→ **What is being asked**
Repeat every entry, word for word, leaving no line out.

(Material supplied begins)

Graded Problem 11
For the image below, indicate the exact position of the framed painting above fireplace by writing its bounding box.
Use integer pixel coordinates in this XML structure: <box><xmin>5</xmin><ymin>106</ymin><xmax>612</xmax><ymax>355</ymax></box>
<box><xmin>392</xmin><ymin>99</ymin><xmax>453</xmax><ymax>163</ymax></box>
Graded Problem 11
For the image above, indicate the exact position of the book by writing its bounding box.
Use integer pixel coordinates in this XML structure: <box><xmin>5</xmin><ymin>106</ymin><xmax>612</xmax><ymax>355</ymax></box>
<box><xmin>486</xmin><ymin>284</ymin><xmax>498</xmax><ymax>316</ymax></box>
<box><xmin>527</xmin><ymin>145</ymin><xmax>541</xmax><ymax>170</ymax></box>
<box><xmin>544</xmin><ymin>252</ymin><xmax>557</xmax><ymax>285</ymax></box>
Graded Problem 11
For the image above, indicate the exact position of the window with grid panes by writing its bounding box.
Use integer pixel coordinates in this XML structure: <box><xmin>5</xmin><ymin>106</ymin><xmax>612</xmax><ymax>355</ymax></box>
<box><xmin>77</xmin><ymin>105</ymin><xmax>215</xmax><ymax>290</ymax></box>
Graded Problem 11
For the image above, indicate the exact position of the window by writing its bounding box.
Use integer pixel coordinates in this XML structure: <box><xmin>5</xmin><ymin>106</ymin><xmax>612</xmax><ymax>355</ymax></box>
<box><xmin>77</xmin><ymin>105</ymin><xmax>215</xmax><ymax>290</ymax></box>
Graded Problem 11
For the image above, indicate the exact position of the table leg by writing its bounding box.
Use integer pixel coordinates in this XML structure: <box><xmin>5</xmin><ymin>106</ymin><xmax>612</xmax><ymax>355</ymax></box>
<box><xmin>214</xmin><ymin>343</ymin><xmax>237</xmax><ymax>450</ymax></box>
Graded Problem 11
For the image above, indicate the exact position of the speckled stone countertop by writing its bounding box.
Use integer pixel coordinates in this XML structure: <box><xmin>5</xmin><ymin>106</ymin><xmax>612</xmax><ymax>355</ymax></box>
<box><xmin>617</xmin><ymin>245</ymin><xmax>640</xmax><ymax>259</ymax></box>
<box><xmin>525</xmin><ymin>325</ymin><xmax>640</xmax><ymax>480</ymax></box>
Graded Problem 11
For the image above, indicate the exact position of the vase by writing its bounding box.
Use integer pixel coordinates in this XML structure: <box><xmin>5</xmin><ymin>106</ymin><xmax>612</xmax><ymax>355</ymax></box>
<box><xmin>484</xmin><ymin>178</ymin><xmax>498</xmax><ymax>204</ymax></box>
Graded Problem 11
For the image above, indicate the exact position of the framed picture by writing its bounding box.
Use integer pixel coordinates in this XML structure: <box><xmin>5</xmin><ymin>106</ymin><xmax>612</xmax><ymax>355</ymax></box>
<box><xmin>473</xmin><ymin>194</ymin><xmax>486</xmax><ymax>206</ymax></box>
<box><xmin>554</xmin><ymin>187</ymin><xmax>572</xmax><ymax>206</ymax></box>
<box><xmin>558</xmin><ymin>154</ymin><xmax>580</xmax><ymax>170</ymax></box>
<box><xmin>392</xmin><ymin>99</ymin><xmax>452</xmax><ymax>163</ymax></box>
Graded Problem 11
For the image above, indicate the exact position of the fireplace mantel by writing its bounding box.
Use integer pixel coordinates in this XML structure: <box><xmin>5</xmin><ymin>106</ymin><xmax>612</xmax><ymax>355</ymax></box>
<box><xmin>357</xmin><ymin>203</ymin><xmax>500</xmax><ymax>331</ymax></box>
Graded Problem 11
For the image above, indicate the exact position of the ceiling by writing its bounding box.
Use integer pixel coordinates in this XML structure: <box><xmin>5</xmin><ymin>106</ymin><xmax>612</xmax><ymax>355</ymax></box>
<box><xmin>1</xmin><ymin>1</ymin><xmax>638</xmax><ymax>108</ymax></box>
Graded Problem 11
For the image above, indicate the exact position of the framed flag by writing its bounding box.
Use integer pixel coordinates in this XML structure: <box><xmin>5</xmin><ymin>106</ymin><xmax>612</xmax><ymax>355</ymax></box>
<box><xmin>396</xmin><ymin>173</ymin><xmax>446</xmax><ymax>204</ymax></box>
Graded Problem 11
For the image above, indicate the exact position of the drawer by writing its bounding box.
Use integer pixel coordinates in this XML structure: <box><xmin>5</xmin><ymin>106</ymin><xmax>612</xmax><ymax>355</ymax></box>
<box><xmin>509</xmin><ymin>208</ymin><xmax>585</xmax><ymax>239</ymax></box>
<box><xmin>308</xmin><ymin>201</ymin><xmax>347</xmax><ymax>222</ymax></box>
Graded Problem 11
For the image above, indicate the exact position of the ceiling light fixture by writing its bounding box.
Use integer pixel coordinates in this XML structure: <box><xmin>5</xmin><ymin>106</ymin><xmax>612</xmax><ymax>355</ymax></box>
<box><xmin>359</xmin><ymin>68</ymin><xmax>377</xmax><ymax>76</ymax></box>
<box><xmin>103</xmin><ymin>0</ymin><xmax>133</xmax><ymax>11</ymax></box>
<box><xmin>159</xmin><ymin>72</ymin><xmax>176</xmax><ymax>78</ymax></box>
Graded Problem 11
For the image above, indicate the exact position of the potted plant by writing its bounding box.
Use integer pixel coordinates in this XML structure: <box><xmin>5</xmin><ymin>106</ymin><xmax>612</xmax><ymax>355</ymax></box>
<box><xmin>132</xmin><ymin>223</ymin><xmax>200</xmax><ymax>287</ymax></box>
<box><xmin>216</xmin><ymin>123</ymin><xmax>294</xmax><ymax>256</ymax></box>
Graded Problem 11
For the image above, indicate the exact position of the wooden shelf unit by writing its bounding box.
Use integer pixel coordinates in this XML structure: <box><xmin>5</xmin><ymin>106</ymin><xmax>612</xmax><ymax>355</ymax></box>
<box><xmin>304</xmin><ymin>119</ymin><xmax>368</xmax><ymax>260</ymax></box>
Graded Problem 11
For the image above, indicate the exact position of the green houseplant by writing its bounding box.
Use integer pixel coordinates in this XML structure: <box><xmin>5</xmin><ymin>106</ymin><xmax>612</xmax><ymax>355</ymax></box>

(Material supplied ends)

→ **Output of the task**
Graded Problem 11
For the image below, indicate the exact position of the framed painting above fireplace by writing its bounding box.
Use integer pixel coordinates in this XML structure: <box><xmin>5</xmin><ymin>106</ymin><xmax>612</xmax><ymax>355</ymax></box>
<box><xmin>392</xmin><ymin>99</ymin><xmax>453</xmax><ymax>163</ymax></box>
Graded Problem 11
For the image above, indicate the exact position of the book by writing its bounding box.
Use integer pixel coordinates in this XML structure: <box><xmin>5</xmin><ymin>106</ymin><xmax>612</xmax><ymax>355</ymax></box>
<box><xmin>486</xmin><ymin>284</ymin><xmax>498</xmax><ymax>316</ymax></box>
<box><xmin>527</xmin><ymin>145</ymin><xmax>541</xmax><ymax>170</ymax></box>
<box><xmin>544</xmin><ymin>252</ymin><xmax>557</xmax><ymax>285</ymax></box>
Graded Problem 11
For the image above, indicate the exact position of the window with grid panes by writing its bounding box.
Use integer pixel coordinates in this XML structure: <box><xmin>5</xmin><ymin>106</ymin><xmax>612</xmax><ymax>355</ymax></box>
<box><xmin>77</xmin><ymin>105</ymin><xmax>215</xmax><ymax>290</ymax></box>
Graded Problem 11
For the image above, indicate the exact position of the window by writing its bounding box.
Use integer pixel coordinates in this XML structure: <box><xmin>5</xmin><ymin>106</ymin><xmax>612</xmax><ymax>355</ymax></box>
<box><xmin>77</xmin><ymin>105</ymin><xmax>215</xmax><ymax>290</ymax></box>
Graded Problem 11
For the image above, indicate the exact position of the table leg by writing its bounding box.
Use integer pixel coordinates in this XML structure: <box><xmin>5</xmin><ymin>106</ymin><xmax>612</xmax><ymax>355</ymax></box>
<box><xmin>214</xmin><ymin>343</ymin><xmax>237</xmax><ymax>450</ymax></box>
Graded Problem 11
For the image above, indicate the exact position of the speckled stone countertop by writing its bounding box.
Use integer pixel coordinates in this XML structure: <box><xmin>5</xmin><ymin>106</ymin><xmax>612</xmax><ymax>355</ymax></box>
<box><xmin>617</xmin><ymin>245</ymin><xmax>640</xmax><ymax>259</ymax></box>
<box><xmin>525</xmin><ymin>325</ymin><xmax>640</xmax><ymax>480</ymax></box>
Graded Problem 11
For the image above, indicate the exact position of the vase by writing its bounding box.
Use integer pixel coordinates in this XML structure: <box><xmin>5</xmin><ymin>106</ymin><xmax>612</xmax><ymax>355</ymax></box>
<box><xmin>484</xmin><ymin>178</ymin><xmax>498</xmax><ymax>204</ymax></box>
Graded Problem 11
For the image above, indicate the exact position of the framed picture by writing its bounding box.
Use integer pixel coordinates in this XML structure: <box><xmin>5</xmin><ymin>106</ymin><xmax>612</xmax><ymax>355</ymax></box>
<box><xmin>473</xmin><ymin>194</ymin><xmax>486</xmax><ymax>206</ymax></box>
<box><xmin>554</xmin><ymin>187</ymin><xmax>572</xmax><ymax>206</ymax></box>
<box><xmin>558</xmin><ymin>154</ymin><xmax>580</xmax><ymax>170</ymax></box>
<box><xmin>392</xmin><ymin>99</ymin><xmax>452</xmax><ymax>163</ymax></box>
Graded Problem 11
For the image above, indicate the exact position of the fireplace mantel by writing its bounding box.
Use integer pixel coordinates in this XML structure: <box><xmin>5</xmin><ymin>106</ymin><xmax>612</xmax><ymax>355</ymax></box>
<box><xmin>357</xmin><ymin>203</ymin><xmax>500</xmax><ymax>331</ymax></box>
Graded Problem 11
For the image above, indicate the exact position of the ceiling by writing its bounding box.
Use integer pixel coordinates in this XML structure: <box><xmin>5</xmin><ymin>106</ymin><xmax>612</xmax><ymax>355</ymax></box>
<box><xmin>1</xmin><ymin>1</ymin><xmax>638</xmax><ymax>108</ymax></box>
Graded Problem 11
For the image above, indicate the exact position of the framed flag by writing its bounding box.
Use integer pixel coordinates in this XML structure: <box><xmin>5</xmin><ymin>106</ymin><xmax>612</xmax><ymax>355</ymax></box>
<box><xmin>396</xmin><ymin>173</ymin><xmax>446</xmax><ymax>204</ymax></box>
Graded Problem 11
For the image above, indicate the exact position of the drawer by writing its bounding box.
Use integer pixel coordinates in this XML structure: <box><xmin>5</xmin><ymin>106</ymin><xmax>612</xmax><ymax>355</ymax></box>
<box><xmin>509</xmin><ymin>208</ymin><xmax>585</xmax><ymax>239</ymax></box>
<box><xmin>308</xmin><ymin>201</ymin><xmax>347</xmax><ymax>222</ymax></box>
Graded Problem 11
For the image above, indicate the exact position of the ceiling light fixture by writing its bounding box.
Use integer pixel coordinates in this XML structure: <box><xmin>5</xmin><ymin>106</ymin><xmax>612</xmax><ymax>355</ymax></box>
<box><xmin>359</xmin><ymin>68</ymin><xmax>377</xmax><ymax>76</ymax></box>
<box><xmin>103</xmin><ymin>0</ymin><xmax>133</xmax><ymax>11</ymax></box>
<box><xmin>159</xmin><ymin>72</ymin><xmax>176</xmax><ymax>78</ymax></box>
Graded Problem 11
For the image above, indicate the exact position of the potted plant by writing its bounding box.
Use integer pixel coordinates in this XML structure: <box><xmin>5</xmin><ymin>106</ymin><xmax>612</xmax><ymax>355</ymax></box>
<box><xmin>132</xmin><ymin>223</ymin><xmax>200</xmax><ymax>287</ymax></box>
<box><xmin>216</xmin><ymin>123</ymin><xmax>294</xmax><ymax>256</ymax></box>
Graded Problem 11
For the image above, indicate the exact position of the wooden shelf unit by writing its bounding box.
Use integer pixel coordinates in this XML structure: <box><xmin>5</xmin><ymin>106</ymin><xmax>612</xmax><ymax>355</ymax></box>
<box><xmin>304</xmin><ymin>119</ymin><xmax>368</xmax><ymax>260</ymax></box>
Graded Problem 11
For the image above, indicate the exact position of the green houseplant by writing its bounding box.
Use integer pixel coordinates in this XML structure: <box><xmin>5</xmin><ymin>106</ymin><xmax>612</xmax><ymax>355</ymax></box>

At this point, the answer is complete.